**WHAT YOU ARE ASKED TO DO**
Retype exactly the lines that run from the line with "the wooden staircase" to the final line of the entries, keeping both ends and nothing else.

========

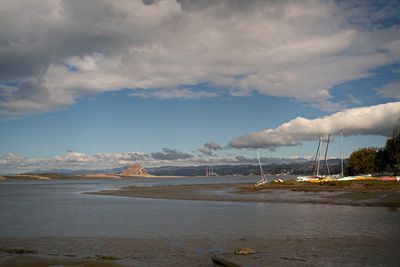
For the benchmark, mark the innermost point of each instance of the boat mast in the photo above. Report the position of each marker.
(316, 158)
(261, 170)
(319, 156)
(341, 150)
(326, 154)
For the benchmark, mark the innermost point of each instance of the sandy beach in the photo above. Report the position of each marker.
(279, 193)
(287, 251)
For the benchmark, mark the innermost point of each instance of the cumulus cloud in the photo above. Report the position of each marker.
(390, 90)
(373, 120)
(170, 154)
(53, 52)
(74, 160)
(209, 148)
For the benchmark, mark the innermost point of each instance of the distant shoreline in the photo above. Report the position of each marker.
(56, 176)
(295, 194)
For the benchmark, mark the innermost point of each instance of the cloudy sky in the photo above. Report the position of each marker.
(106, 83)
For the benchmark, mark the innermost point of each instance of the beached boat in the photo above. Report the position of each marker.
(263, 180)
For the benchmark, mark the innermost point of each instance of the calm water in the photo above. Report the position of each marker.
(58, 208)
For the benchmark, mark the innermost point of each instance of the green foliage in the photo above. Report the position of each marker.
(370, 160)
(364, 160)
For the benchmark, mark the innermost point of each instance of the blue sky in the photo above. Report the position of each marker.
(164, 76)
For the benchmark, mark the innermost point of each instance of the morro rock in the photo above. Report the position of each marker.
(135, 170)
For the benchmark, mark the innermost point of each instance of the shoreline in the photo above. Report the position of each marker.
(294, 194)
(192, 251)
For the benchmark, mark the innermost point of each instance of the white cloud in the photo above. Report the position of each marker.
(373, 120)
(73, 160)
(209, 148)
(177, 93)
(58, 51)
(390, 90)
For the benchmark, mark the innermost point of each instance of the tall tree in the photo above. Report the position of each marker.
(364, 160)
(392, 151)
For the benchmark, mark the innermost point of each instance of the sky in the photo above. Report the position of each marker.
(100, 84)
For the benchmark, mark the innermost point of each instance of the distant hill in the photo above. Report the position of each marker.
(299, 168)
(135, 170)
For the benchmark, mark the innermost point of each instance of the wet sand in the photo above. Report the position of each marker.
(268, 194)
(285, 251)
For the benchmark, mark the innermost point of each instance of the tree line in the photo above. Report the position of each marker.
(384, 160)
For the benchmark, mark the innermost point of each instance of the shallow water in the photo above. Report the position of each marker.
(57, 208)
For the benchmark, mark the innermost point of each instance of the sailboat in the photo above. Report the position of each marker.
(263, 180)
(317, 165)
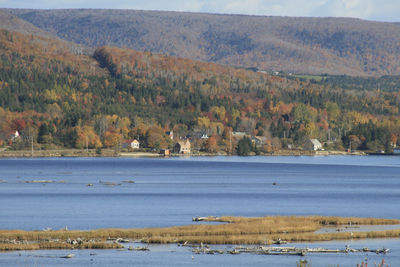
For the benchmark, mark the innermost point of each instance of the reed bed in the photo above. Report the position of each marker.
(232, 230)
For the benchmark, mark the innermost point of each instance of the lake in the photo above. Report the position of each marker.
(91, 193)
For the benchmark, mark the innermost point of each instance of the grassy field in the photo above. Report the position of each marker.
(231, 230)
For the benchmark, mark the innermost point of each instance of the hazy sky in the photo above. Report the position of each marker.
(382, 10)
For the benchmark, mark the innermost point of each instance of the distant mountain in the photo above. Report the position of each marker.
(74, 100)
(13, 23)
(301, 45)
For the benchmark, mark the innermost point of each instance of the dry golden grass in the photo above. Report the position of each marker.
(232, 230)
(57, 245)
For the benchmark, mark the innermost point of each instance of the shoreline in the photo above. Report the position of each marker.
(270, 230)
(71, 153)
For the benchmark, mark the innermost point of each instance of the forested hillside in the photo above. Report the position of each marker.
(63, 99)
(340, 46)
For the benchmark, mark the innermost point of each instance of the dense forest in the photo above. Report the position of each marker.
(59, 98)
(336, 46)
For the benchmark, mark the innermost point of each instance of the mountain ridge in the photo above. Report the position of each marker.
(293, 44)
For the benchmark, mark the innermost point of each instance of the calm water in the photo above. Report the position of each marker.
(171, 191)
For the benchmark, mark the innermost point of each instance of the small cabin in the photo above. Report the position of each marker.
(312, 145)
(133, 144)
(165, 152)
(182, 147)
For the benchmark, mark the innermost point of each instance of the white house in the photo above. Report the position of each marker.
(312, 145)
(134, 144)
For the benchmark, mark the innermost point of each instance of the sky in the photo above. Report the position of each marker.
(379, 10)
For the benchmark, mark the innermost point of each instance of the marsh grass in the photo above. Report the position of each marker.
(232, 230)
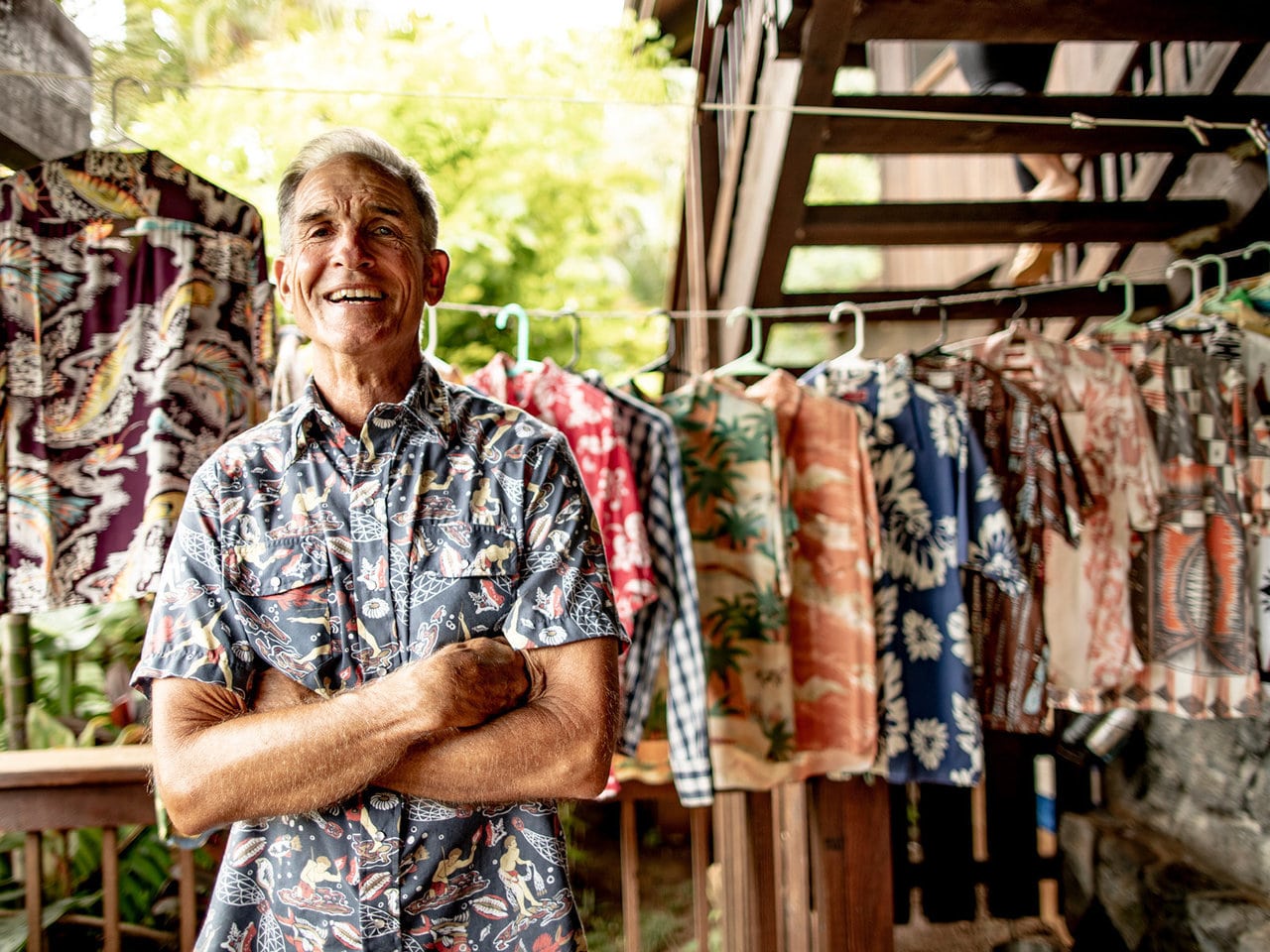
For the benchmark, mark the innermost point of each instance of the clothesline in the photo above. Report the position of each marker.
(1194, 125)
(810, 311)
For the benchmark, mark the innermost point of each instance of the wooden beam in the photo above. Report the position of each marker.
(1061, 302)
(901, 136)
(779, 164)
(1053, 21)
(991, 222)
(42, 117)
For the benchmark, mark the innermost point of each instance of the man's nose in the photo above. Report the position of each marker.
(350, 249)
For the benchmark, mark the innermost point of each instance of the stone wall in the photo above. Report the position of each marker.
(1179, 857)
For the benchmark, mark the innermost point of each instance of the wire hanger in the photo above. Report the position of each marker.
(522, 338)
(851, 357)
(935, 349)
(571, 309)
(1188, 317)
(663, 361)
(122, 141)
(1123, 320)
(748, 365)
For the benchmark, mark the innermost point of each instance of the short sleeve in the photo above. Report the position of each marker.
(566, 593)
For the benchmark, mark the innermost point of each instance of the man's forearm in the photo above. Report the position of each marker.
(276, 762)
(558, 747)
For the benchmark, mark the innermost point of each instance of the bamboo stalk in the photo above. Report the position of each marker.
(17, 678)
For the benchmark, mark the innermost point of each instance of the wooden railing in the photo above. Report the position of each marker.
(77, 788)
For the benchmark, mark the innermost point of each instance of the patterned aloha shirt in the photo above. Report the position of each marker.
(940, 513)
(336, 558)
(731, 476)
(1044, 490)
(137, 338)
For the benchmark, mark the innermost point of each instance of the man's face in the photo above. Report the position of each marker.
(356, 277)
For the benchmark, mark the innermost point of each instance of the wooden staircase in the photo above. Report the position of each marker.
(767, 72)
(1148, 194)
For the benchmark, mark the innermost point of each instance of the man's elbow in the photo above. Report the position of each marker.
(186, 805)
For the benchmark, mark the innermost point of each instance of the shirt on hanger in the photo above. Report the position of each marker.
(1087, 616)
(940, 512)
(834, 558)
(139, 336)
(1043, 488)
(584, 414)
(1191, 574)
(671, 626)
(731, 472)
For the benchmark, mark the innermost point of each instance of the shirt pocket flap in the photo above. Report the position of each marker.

========

**WRITTEN ANSWER**
For the benchmark, mark the innermost point of each instance of the wooden staircase in the photo above. Report the position of each marker.
(767, 72)
(1148, 194)
For the benchmark, mark the innermost point of each instance of the man's elbow in the photo above. Report the position of each marker.
(186, 805)
For the benchmark, mark the innermost point of each instance of the shirt on hanger in the photo above. Report the position of each marker.
(1087, 616)
(940, 512)
(834, 558)
(139, 336)
(1043, 488)
(584, 414)
(1191, 574)
(671, 626)
(731, 472)
For the benchmark, mark the innermost point of each instance of the shirt pocket flap in the photo above. Report the position of each marker.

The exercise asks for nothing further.